§ **SET TASK**
Take the line that contains "Objective — a point for each instance of the concrete" as the first line and the final line of the records as the last; return exactly those lines and the lines between.

§ **DATASET EXTRACT**
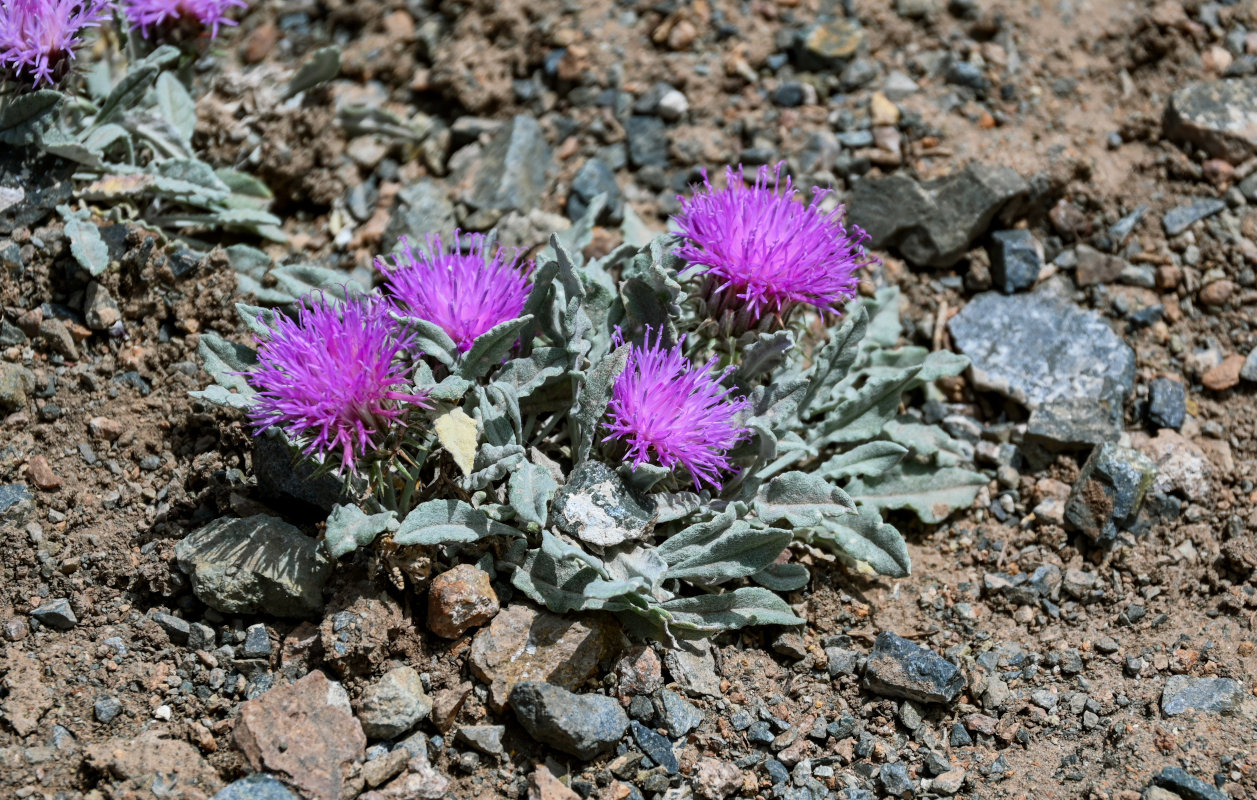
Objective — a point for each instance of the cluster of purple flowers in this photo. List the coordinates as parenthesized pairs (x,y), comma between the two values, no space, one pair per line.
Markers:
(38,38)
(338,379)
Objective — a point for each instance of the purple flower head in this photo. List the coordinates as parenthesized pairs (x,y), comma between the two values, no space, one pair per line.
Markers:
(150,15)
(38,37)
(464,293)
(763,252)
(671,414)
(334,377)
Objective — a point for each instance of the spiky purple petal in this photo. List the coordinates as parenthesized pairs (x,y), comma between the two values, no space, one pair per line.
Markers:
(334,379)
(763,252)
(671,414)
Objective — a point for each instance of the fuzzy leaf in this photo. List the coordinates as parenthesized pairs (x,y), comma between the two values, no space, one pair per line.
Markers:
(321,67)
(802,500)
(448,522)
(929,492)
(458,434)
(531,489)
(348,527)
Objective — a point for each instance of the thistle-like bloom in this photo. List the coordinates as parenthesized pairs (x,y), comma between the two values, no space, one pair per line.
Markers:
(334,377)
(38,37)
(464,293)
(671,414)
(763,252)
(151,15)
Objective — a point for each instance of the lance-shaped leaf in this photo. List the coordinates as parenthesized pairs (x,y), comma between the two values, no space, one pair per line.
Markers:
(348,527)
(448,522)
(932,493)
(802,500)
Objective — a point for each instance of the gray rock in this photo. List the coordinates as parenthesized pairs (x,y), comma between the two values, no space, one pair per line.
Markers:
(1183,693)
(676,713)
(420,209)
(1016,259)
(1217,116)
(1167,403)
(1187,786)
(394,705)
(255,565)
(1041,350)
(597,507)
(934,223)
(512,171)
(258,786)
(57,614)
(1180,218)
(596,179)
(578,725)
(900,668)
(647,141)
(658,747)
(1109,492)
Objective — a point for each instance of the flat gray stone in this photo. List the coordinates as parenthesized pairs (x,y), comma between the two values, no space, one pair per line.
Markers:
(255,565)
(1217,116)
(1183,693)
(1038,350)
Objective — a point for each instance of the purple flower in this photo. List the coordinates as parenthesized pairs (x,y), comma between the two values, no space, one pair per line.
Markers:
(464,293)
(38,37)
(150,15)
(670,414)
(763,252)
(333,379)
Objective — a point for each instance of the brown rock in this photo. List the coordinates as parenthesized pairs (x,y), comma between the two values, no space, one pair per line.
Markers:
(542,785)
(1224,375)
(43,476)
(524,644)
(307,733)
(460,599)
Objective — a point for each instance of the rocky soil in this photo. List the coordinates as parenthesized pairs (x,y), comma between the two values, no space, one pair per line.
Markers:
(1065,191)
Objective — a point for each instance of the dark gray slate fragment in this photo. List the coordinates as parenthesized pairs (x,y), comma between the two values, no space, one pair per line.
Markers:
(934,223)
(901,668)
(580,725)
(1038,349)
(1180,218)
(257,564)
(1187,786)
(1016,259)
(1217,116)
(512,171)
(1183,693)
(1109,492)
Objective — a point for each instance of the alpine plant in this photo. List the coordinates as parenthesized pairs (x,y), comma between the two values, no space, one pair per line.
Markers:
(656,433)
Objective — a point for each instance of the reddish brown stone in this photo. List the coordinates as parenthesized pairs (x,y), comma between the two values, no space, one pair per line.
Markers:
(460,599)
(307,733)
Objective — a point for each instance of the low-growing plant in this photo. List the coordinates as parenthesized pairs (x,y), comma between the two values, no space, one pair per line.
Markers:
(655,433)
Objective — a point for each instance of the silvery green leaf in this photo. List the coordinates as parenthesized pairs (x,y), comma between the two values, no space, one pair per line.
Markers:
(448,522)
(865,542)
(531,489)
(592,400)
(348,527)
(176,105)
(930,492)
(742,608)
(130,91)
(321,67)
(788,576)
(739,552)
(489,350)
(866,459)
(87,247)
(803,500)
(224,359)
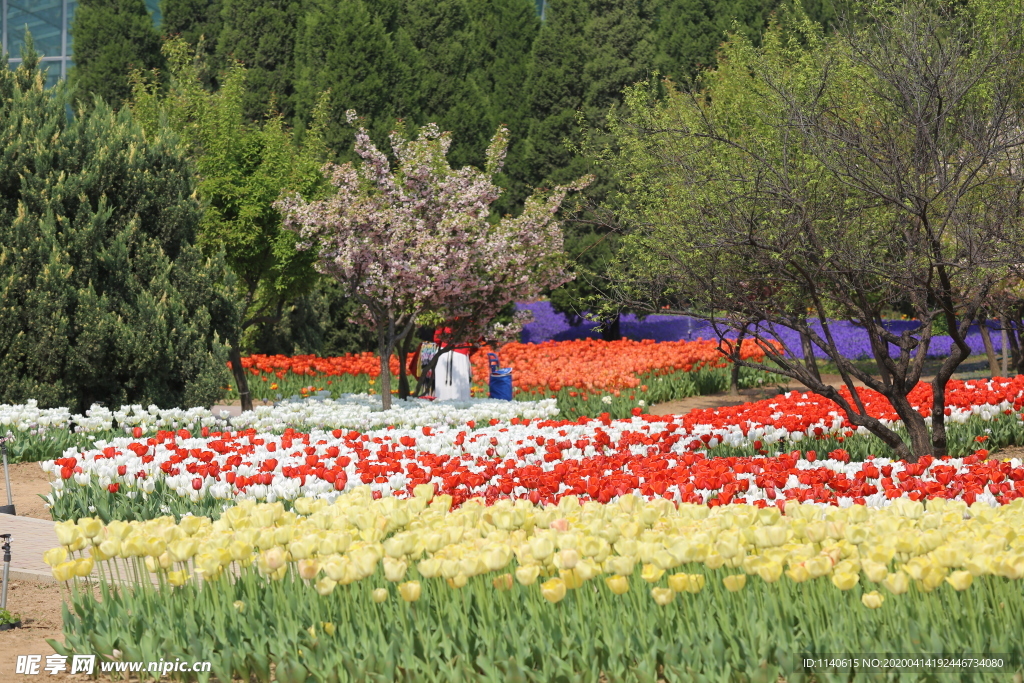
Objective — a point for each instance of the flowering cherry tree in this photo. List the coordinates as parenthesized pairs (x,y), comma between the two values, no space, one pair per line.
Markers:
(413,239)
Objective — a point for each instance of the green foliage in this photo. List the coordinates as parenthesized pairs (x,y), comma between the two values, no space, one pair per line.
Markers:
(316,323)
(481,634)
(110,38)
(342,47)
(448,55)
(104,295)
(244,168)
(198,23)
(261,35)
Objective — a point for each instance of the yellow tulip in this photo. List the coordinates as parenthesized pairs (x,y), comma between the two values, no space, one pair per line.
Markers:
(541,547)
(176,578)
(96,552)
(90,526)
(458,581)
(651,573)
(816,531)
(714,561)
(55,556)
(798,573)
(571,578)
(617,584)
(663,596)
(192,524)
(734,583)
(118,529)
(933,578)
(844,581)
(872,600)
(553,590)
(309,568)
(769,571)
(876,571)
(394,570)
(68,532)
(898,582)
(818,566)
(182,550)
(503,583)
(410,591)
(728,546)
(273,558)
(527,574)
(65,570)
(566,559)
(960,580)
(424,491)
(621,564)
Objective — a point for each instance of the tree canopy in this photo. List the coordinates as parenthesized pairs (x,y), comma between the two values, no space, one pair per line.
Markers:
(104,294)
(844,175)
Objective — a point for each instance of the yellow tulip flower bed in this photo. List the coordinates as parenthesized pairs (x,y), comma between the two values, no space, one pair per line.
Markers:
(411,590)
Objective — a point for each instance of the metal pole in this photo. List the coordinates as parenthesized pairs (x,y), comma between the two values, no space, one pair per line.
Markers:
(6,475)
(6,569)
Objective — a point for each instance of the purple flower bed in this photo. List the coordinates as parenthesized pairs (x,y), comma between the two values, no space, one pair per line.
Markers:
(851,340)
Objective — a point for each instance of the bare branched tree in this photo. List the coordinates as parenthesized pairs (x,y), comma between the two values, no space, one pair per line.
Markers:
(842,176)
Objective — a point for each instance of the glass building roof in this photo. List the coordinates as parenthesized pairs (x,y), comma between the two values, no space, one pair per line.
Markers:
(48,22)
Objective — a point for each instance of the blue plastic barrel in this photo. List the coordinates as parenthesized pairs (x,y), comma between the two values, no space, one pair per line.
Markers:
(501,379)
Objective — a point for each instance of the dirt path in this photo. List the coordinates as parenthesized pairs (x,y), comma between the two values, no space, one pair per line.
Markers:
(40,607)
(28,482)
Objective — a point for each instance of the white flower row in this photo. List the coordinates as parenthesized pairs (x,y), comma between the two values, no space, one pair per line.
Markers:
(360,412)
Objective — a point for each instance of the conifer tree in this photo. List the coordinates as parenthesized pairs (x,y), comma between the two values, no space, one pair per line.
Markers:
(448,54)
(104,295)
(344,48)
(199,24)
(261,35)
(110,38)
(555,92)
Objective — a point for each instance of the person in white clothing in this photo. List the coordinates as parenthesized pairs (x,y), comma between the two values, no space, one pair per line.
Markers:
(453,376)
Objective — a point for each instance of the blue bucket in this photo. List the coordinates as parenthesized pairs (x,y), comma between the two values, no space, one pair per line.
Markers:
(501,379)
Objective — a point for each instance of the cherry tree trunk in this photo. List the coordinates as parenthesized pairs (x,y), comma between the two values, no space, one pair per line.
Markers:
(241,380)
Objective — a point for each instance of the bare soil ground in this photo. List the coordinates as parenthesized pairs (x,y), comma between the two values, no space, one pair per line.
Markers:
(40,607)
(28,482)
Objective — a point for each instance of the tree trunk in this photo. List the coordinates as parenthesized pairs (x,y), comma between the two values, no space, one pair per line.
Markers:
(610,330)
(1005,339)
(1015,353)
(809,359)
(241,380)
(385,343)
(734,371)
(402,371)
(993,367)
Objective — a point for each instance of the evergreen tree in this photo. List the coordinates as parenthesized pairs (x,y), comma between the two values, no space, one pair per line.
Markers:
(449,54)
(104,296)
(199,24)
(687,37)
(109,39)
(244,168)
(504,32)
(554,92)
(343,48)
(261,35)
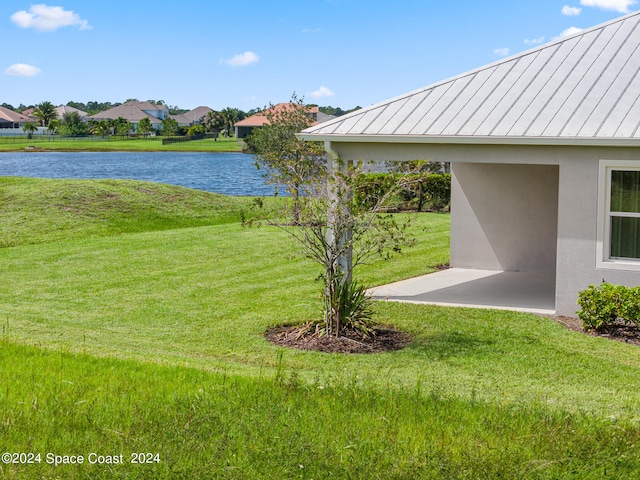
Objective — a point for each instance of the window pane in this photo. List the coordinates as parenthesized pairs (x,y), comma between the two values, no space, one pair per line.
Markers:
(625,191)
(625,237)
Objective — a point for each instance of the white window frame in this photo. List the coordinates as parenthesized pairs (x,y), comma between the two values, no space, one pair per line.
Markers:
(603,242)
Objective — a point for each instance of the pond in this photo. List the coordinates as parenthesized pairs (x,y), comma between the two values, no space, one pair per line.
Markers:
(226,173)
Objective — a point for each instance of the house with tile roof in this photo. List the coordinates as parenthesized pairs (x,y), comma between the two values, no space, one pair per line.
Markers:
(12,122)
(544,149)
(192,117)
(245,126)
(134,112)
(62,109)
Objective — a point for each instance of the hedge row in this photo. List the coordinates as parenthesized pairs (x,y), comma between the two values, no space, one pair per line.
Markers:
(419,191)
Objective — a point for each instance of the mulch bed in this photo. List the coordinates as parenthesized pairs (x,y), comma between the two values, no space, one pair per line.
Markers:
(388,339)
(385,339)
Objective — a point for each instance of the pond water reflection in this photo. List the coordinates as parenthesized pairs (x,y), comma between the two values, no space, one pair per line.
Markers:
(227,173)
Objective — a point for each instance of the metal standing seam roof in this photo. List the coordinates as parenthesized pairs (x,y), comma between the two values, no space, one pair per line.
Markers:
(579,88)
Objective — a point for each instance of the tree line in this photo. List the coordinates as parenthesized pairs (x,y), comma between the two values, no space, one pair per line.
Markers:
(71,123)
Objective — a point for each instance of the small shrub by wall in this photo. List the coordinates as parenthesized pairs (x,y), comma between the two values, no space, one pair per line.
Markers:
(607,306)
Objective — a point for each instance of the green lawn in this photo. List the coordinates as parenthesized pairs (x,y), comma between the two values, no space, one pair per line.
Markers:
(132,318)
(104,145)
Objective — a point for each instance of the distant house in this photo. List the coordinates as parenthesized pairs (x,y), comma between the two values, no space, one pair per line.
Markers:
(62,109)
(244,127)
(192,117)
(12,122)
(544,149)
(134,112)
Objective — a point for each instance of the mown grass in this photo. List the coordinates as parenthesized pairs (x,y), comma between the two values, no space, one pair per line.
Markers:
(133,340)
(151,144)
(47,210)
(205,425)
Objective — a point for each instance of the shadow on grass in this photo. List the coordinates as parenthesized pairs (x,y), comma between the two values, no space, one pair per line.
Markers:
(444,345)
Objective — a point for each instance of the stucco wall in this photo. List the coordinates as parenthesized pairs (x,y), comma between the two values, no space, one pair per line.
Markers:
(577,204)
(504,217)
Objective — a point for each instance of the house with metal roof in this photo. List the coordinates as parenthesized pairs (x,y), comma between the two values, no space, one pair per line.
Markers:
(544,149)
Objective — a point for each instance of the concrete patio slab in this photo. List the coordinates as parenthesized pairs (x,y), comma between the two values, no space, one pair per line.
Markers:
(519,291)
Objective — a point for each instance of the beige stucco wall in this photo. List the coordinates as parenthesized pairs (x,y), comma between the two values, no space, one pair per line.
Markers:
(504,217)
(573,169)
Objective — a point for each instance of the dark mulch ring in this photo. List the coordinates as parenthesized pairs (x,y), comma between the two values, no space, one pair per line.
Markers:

§ **RESPONSE**
Objective — a point for each instance of the concrete patio slab in this photo. List the coordinates as parenthesized pairs (x,y), comma between the two values, no space, one pair per line.
Markers:
(519,291)
Objective — a point for each instance of the beige stucco wall in this photo. List the coordinates as parenthesized pairs (x,y), comma between the two values, no space, one pair per line.
Markers:
(504,217)
(573,169)
Objective — a point for each instance of the dark mulch ring in this photo. List the coordinates as parenthesized pairs (x,y), comma between the two values, no space, one pair per line.
Markers:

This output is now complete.